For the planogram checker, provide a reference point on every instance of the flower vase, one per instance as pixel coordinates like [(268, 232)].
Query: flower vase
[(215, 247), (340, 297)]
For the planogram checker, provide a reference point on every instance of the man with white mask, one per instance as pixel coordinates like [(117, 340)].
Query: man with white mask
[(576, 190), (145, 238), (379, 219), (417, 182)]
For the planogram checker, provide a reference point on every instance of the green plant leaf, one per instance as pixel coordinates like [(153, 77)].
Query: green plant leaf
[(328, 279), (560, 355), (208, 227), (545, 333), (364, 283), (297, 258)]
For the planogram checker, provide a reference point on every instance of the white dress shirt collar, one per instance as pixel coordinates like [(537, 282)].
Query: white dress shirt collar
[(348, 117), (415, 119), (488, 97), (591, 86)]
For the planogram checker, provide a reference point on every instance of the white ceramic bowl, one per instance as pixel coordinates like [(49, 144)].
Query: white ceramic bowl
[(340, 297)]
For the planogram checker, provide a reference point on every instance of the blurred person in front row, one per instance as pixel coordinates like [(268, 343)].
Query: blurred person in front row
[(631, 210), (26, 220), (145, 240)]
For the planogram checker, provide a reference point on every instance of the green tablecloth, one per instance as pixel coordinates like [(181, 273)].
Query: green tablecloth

= What you will do =
Copy out every one of the records above again, word for word and line for line, without changing anything.

= Exercise response =
For the planogram checker, provide a reference point on every instance of the flower vase, one per instance as pixel coordinates like [(268, 232)].
Query: flower vase
[(215, 247), (340, 297)]
For the planogram checker, provide a reference point on every instance of the man with white mask, one per instance as pixel coordinates like [(117, 340)].
Query: man with white mask
[(576, 190), (145, 238), (379, 219), (417, 182)]
For the planogram checker, provide a reference point on every instance of the green plant leaf, one per instance as pixel coordinates like [(153, 77)].
Query: green plant leaf
[(328, 279), (560, 355), (208, 227), (545, 333), (364, 283), (297, 258)]
For the planogram checker, provide a reference point on every instance of the white dress shirt collar, one per instance as pixel coordinates like [(537, 282)].
Query: white dress shirt collar
[(348, 117), (415, 119), (488, 97), (591, 86)]
For the planogram checker, provide a reference point on every instance of the white ceramic bowl, one per instance as pixel coordinates like [(49, 144)].
Query: white ceramic bowl
[(340, 297)]
For the planogram checker, provide a reference point on every instance of the blurred person in front row, one per instance as pixel coordinates like [(268, 343)].
Query: blurred person in front row
[(631, 210), (26, 220), (145, 240)]
For the planogram checker, provide a reference point on every instance of the green tablecloth, one per instance as pixel coordinates like [(181, 273)].
Query: green tablecloth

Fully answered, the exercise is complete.